__EXERCISE REQUIREMENTS__
Copy the material below verbatim, keeping every line unchanged.

[Location identification items]

________________

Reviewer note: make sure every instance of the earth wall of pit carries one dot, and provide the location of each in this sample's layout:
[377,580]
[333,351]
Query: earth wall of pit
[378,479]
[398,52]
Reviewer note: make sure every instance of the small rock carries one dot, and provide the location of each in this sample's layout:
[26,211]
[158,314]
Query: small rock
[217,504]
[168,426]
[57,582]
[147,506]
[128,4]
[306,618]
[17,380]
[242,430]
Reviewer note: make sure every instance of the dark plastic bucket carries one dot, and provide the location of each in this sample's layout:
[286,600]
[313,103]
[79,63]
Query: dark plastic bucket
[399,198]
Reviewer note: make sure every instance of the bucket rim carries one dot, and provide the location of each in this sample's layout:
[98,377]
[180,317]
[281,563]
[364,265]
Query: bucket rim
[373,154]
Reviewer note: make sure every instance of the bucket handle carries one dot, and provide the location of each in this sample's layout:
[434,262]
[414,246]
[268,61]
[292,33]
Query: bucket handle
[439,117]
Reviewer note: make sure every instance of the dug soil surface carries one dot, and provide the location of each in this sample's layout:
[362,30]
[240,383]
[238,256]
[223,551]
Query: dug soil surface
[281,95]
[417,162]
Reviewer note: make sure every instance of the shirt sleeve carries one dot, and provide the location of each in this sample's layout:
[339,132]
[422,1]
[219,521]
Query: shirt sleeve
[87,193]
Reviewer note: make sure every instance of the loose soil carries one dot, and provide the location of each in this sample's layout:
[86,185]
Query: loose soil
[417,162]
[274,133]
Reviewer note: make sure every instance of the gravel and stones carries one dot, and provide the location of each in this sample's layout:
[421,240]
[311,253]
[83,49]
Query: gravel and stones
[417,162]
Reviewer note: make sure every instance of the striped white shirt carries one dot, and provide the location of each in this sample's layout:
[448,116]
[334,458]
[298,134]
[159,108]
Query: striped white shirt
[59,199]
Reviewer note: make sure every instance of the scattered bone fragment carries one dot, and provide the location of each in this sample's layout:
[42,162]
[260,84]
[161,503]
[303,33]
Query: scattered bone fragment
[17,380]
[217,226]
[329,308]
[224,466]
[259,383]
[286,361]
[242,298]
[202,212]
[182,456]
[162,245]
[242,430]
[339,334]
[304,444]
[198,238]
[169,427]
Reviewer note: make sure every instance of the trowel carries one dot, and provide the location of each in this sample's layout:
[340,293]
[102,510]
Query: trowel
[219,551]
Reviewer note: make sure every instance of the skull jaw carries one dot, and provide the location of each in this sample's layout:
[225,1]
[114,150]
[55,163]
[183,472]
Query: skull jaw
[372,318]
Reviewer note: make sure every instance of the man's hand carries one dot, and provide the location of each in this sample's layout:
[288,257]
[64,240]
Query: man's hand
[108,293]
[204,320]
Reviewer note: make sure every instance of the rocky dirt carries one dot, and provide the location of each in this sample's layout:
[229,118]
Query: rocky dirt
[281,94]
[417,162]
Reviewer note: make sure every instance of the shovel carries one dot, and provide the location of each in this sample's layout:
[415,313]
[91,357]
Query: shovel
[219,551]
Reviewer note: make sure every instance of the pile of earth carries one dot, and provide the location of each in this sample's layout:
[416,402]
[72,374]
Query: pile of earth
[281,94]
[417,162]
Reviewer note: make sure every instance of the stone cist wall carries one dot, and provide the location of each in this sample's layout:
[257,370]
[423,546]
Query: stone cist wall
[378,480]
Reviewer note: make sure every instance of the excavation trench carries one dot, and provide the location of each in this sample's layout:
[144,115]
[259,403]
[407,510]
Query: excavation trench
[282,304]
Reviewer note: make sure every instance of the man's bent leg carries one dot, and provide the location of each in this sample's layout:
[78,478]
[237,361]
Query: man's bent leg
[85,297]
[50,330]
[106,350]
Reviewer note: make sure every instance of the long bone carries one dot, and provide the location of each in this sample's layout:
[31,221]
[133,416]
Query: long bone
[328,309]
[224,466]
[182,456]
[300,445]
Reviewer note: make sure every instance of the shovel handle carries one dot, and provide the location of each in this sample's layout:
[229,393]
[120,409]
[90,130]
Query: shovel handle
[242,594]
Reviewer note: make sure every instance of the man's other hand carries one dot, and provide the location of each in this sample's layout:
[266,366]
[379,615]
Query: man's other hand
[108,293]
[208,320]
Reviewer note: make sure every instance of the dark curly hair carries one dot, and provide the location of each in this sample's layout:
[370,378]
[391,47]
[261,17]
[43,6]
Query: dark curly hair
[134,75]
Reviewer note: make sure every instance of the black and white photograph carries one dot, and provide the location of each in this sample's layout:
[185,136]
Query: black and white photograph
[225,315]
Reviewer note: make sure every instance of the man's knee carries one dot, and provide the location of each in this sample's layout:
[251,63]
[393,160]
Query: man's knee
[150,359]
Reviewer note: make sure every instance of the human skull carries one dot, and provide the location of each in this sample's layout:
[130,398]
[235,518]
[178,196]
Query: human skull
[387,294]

________________

__THE RESULT__
Reviewer note: make sure every instance of the earth wall of pit carries one dot, and provide the location of each in this sample's layout:
[377,580]
[333,351]
Query: earth wall of pit
[378,479]
[398,52]
Reviewer note: make sure every instance of the small rock carries one dot, and provide the location of each in this sample's layout:
[26,211]
[158,314]
Query: small rock
[217,504]
[168,426]
[57,582]
[147,506]
[128,4]
[306,618]
[17,380]
[242,430]
Reviewer note: make sure every instance of the dark plastic bucket carries one dot, and provide the location of each in this sample's layout:
[286,600]
[313,103]
[79,63]
Query: dark plastic bucket
[399,198]
Reviewer note: make sure every instance of the bucket rim carries one dot, and provide the location of each in this sample's layout:
[98,377]
[180,317]
[281,563]
[364,265]
Query: bucket rim
[373,154]
Reviewer note: make sure every instance of the bucket handle carries one dot, and provide the location of each in this sample's layout:
[434,262]
[414,246]
[268,61]
[292,33]
Query: bucket handle
[439,117]
Reviewer note: make sure every instance of the dug soil surface carries one dot, and provide the location of each in this sample's layout:
[362,30]
[240,383]
[238,256]
[223,551]
Query: dug soil surface
[281,95]
[417,162]
Reviewer note: make sure every instance of the shirt sleeve carries one dot, and provide the location of each in this sample's layout:
[339,132]
[422,1]
[219,521]
Query: shirt sleeve
[87,193]
Reviewer note: make sure every instance of the loose soil carries one dot, and provide the location of each in this sample's layout:
[86,185]
Query: loose soil
[417,162]
[274,133]
Reviewer note: make sure every instance of the gravel and stones carries one dot, and provide the location of each in this sample's layout:
[421,240]
[311,253]
[83,49]
Query: gravel and stones
[417,162]
Reviewer note: make sure every instance of the striped white shirt carries one dot, and provide the location of each in this sample's layout:
[448,116]
[334,458]
[298,134]
[159,108]
Query: striped white shirt
[59,199]
Reviewer note: make sure every instance of the scattered bone fragment carries one dot, and provide the location of each in this sample's layout:
[42,162]
[260,84]
[161,503]
[303,33]
Query: scattered bone fragment
[17,380]
[217,226]
[329,308]
[224,466]
[259,383]
[286,361]
[242,298]
[202,212]
[182,456]
[162,245]
[242,430]
[339,334]
[304,444]
[198,238]
[169,427]
Reviewer note: make sure every instance of the trowel carries one dot, and provide the location of each in this sample's layout:
[340,293]
[102,510]
Query: trowel
[219,551]
Reviewer note: make sure every instance of the skull jaw carries one dot, and provide the location of each in this sample's layout:
[225,1]
[114,150]
[55,163]
[183,472]
Query: skull jaw
[372,318]
Reviewer note: make sure every instance of the man's hand carries one dot, and provide the location of each in this sample's layout:
[288,257]
[64,240]
Query: man's hand
[108,293]
[204,320]
Reviewer note: make sure every instance of the rocky dirt carries one dot, and provide the location of each in this sample's layout:
[229,118]
Query: rocky dirt
[281,94]
[417,162]
Reviewer note: make sure every instance of the shovel carries one dot, and provide the location of each in this sample's layout:
[415,313]
[91,357]
Query: shovel
[219,551]
Reviewer note: make sure every instance of the pile of earth carries one dot, and provide the location of each in this sample's layout:
[416,402]
[72,374]
Query: pile of earth
[281,94]
[417,162]
Reviewer note: make sure every instance of the stone cist wall carries one dot, and provide the location of each in this sample's layout:
[257,370]
[423,546]
Query: stone cist wall
[378,480]
Reviewer note: make sure every instance of the excavation trench carries one dot, and provide the location of each in this sample's layout:
[144,115]
[259,403]
[407,510]
Query: excavation trench
[282,304]
Reviewer note: make sure every instance of the man's bent leg carries one dot, and provide the location of each in this sample's layout:
[78,478]
[237,361]
Query: man's bent leg
[85,297]
[50,330]
[106,350]
Reviewer note: make sure every instance of the long bone carries one dot, and provide the location of each in this sample's layout:
[31,221]
[133,416]
Query: long bone
[328,309]
[224,466]
[182,456]
[300,445]
Reviewer note: make sure every instance of the shovel handle carries one dot, and provide the location of each in this sample's layout:
[229,393]
[120,409]
[90,130]
Query: shovel handle
[242,594]
Reviewer note: make sure every instance of the man's other hand carries one dot, and provide the location of each in this sample's layout:
[266,366]
[379,615]
Query: man's other hand
[108,293]
[208,320]
Reviewer note: make sure every instance of the dark curly hair carries one dot, and provide the location of each in this sample's layout:
[370,378]
[391,47]
[261,17]
[43,6]
Query: dark curly hair
[134,75]
Reviewer note: make sure every instance of the black and white photograph carries one dot, and provide the location of each in this sample's layout:
[185,136]
Query: black and white photograph
[225,315]
Reviewer note: make sure every instance of the man's knee carries one dot, and provide the location of each in this sample's layout:
[251,63]
[393,160]
Query: man's knee
[150,359]
Reviewer note: make sure every instance of the human skull carries one dot, and provide the location of each in this sample's layout:
[130,398]
[235,518]
[178,196]
Query: human skull
[387,294]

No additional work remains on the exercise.